### OBJECTIVE
Collect each line in the records below that contains the word "photograph". Case counts, so a line matches only if the capitalization is the same.

### DATA FOR THE TASK
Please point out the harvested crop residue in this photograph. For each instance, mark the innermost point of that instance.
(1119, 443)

--

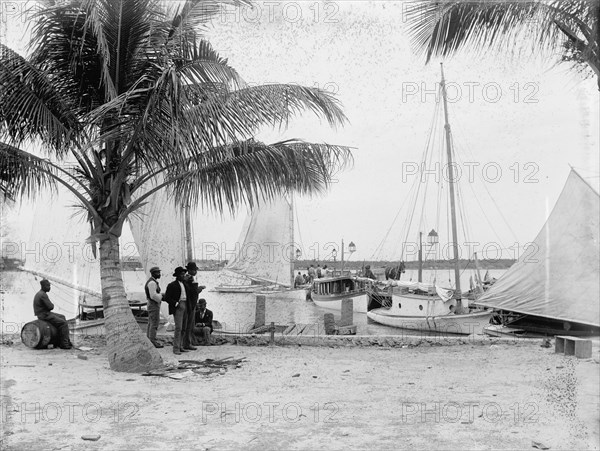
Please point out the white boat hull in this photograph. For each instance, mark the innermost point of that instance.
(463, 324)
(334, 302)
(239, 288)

### TASK ANSWER
Please point out the harvested crop residue in this photograph. For each instance, mark the innermost point of that instance.
Please point out the white boat hull in this photograph. For each instance, mark the innermost point of that instance.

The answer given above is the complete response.